> [EXERCISE REQUIREMENTS]
Return only the line that contains "of the woman" and each line after it, through the last line of the data below, copied exactly.

> [MATERIAL PROVIDED]

****

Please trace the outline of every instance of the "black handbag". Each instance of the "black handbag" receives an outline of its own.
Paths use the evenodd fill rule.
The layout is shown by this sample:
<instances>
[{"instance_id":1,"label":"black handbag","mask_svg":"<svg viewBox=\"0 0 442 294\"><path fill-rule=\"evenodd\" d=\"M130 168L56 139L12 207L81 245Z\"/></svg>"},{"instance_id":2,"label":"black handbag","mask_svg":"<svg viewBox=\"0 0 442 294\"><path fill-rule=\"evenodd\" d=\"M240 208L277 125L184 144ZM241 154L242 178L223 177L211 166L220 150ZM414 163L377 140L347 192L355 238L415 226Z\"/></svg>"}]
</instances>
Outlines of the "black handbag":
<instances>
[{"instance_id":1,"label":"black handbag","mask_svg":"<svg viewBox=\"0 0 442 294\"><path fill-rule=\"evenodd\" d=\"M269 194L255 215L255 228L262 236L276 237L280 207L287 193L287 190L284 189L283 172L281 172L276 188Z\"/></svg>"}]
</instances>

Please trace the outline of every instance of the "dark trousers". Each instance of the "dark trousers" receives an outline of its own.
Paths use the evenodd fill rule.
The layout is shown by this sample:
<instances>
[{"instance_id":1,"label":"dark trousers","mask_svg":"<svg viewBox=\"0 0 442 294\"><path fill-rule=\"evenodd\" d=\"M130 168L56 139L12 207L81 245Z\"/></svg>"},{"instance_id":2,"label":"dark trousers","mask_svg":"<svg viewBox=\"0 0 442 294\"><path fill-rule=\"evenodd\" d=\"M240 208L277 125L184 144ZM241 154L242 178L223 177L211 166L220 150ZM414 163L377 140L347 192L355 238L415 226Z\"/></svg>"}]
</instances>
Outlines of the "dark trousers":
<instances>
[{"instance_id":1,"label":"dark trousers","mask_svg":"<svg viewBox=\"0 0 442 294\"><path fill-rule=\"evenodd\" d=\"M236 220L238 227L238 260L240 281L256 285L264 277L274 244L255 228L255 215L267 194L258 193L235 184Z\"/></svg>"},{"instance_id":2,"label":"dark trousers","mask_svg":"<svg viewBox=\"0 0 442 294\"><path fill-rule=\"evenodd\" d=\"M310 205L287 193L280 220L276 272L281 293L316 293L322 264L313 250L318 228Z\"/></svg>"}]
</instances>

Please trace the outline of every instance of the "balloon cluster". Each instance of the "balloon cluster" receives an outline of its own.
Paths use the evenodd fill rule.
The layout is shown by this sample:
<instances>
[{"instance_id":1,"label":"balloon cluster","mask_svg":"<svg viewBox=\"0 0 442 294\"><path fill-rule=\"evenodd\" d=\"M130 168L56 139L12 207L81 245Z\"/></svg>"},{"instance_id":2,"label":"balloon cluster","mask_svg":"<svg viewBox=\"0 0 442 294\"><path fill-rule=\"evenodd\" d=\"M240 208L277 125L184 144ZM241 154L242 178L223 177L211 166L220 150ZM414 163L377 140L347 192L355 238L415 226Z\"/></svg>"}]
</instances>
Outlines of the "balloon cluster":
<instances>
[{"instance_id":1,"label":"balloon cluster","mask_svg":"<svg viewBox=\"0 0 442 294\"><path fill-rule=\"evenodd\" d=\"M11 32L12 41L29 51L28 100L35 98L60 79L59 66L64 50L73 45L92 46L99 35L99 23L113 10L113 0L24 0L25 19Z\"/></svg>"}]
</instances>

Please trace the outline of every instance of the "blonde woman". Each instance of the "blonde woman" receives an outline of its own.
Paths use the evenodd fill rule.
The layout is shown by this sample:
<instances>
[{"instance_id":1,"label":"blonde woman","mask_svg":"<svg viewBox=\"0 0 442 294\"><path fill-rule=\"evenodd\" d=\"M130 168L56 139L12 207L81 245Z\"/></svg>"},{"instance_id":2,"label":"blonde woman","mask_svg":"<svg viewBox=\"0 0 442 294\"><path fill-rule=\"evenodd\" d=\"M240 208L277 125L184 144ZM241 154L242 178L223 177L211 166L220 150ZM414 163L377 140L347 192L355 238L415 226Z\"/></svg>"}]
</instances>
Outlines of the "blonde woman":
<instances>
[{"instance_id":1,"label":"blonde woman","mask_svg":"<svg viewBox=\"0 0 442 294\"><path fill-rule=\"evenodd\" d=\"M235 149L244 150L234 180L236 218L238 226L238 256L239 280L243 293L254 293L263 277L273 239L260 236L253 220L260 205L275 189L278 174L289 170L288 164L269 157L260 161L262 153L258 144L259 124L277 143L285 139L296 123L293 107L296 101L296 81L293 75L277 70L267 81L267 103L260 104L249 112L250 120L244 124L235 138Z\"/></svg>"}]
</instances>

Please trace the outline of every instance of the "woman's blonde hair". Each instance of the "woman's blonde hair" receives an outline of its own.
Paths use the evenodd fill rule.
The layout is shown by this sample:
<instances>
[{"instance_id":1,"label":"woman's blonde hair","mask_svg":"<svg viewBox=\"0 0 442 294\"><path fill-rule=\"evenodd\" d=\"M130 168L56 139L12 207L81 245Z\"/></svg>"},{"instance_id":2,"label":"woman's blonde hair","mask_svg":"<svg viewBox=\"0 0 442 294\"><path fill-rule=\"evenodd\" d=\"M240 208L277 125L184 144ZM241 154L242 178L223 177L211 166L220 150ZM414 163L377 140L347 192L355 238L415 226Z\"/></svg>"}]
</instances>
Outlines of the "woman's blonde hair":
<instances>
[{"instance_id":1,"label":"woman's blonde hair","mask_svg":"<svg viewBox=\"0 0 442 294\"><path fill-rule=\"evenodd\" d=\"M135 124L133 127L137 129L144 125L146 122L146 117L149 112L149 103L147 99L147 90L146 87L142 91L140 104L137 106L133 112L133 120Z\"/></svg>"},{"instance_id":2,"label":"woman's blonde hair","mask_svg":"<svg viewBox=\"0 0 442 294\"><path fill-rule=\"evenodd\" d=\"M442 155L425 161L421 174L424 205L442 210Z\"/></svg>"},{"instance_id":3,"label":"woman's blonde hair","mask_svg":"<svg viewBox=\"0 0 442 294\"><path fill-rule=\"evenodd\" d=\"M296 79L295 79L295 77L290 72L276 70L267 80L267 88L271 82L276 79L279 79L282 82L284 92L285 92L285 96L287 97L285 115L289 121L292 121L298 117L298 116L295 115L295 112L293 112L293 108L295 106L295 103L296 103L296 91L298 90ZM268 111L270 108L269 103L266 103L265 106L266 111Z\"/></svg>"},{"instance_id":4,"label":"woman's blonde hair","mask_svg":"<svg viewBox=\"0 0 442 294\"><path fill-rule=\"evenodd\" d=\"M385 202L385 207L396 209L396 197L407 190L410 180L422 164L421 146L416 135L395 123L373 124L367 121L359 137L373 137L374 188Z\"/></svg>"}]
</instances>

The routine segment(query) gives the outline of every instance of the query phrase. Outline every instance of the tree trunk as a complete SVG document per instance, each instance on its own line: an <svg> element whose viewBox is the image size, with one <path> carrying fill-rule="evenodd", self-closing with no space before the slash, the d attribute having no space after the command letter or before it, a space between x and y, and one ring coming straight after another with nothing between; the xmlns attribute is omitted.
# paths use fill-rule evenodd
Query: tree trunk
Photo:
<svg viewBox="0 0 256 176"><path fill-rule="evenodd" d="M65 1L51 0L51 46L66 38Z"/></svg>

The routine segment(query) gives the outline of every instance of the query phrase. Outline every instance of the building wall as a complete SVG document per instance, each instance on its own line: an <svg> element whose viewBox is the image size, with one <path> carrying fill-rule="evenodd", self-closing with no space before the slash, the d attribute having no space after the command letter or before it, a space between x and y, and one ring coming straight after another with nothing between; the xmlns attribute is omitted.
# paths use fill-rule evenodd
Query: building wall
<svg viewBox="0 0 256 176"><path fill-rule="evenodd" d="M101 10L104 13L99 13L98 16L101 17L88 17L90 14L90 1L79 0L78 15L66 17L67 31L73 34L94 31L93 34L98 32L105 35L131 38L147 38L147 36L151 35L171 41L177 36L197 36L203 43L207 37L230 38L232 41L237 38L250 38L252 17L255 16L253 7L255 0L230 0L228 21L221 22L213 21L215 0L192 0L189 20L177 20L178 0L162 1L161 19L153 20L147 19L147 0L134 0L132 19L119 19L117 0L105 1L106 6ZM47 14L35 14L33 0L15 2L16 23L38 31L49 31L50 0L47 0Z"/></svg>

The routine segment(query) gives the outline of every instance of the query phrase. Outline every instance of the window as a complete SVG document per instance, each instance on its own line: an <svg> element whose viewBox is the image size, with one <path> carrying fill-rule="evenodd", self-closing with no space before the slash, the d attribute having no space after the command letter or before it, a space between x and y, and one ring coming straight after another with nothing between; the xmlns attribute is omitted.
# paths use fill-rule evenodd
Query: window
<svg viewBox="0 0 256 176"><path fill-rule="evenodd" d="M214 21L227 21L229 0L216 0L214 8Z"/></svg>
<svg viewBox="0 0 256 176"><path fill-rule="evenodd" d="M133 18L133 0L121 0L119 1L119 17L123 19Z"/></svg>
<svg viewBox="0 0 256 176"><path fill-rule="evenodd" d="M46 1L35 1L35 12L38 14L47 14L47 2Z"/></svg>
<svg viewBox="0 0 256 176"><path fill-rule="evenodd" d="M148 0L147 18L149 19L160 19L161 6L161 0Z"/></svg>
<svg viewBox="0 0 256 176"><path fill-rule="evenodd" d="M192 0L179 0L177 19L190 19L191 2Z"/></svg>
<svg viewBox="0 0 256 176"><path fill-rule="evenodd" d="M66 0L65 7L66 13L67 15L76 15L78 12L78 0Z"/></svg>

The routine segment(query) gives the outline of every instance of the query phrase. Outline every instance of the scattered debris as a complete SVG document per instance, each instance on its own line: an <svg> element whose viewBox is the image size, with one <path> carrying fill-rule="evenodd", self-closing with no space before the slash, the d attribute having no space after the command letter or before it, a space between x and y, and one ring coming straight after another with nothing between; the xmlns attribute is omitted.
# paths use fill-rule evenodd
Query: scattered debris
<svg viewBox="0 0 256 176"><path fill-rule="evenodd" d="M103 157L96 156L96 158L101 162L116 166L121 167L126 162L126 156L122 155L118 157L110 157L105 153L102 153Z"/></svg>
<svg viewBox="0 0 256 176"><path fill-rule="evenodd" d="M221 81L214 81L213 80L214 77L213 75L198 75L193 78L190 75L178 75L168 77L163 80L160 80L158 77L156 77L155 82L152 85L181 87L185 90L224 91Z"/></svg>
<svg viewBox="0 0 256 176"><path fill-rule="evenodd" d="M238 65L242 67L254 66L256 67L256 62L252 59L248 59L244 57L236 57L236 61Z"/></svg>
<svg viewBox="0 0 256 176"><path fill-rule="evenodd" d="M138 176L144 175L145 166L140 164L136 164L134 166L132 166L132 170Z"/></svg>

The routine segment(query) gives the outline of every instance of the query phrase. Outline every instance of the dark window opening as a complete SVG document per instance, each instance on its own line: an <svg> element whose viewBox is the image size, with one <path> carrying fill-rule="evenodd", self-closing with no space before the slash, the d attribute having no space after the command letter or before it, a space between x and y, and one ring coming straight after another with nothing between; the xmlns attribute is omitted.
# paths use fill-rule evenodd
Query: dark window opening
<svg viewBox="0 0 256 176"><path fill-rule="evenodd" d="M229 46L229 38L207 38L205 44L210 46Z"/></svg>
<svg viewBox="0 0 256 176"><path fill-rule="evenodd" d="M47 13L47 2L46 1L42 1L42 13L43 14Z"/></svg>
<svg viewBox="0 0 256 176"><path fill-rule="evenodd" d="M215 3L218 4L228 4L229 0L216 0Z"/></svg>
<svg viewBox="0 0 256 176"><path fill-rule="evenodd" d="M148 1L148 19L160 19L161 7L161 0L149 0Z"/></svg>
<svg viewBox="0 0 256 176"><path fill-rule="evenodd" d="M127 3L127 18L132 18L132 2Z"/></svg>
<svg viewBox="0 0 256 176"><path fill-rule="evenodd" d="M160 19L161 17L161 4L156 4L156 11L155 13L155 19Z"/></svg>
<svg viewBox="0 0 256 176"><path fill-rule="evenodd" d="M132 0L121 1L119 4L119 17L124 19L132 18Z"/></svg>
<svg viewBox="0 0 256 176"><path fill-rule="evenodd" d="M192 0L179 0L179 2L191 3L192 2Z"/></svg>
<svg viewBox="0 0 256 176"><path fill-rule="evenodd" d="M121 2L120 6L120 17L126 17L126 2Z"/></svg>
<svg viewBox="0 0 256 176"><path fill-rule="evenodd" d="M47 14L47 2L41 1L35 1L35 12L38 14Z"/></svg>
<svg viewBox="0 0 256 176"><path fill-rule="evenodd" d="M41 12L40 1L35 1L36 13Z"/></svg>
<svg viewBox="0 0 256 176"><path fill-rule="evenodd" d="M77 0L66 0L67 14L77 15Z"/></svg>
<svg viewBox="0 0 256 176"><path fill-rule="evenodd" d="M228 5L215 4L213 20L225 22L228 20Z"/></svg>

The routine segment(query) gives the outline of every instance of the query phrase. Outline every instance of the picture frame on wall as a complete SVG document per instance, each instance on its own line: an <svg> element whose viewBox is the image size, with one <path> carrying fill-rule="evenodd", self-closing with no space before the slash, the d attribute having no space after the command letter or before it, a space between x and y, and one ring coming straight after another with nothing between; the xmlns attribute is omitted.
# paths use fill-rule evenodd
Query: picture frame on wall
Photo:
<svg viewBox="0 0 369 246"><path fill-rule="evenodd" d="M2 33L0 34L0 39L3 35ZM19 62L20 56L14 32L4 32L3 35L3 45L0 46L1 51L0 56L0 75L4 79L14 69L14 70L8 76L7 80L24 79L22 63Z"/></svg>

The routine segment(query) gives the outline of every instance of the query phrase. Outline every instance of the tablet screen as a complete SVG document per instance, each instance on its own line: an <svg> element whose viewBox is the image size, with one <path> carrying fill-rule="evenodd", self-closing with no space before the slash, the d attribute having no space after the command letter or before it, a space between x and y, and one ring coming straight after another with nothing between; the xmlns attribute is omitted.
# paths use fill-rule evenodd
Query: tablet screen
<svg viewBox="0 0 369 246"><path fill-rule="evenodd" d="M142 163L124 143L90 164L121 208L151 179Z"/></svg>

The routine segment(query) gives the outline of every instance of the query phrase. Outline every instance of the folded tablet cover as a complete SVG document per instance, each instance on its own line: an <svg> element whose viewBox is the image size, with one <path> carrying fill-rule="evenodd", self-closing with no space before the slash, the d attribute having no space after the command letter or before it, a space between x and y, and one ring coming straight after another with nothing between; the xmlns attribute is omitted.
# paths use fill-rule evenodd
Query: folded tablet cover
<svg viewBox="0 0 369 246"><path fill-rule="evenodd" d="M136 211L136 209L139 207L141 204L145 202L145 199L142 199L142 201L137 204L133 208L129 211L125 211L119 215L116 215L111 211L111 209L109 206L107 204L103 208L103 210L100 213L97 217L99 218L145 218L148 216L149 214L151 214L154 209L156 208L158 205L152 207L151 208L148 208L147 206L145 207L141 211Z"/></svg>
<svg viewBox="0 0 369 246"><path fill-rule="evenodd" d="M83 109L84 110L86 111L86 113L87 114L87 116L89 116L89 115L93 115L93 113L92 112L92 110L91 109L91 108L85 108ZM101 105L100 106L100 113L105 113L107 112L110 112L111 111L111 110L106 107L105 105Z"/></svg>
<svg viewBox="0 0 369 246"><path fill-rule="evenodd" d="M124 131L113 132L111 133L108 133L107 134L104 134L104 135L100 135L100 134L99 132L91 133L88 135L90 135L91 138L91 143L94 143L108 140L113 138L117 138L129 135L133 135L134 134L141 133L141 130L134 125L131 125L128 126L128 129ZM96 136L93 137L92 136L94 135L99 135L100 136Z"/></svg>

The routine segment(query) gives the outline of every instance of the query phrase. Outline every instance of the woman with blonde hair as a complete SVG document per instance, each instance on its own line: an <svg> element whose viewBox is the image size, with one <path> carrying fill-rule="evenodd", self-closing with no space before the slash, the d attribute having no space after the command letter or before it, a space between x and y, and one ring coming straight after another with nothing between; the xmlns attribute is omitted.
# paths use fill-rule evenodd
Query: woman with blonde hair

****

> [REPLY TO THE EXERCISE]
The routine segment(query) gives the outline of every instance of the query phrase. Outline every instance of the woman with blonde hair as a complete SVG document per instance, each instance on its own line: an <svg> element whose viewBox is the image size, with one <path> carrying fill-rule="evenodd", self-closing with no space before the slash, the d attribute having no space after the command letter or before it, a space between x and y, and one ring coming straight after another with nothing between; the xmlns attribute is omitted.
# paths use fill-rule evenodd
Query: woman with blonde hair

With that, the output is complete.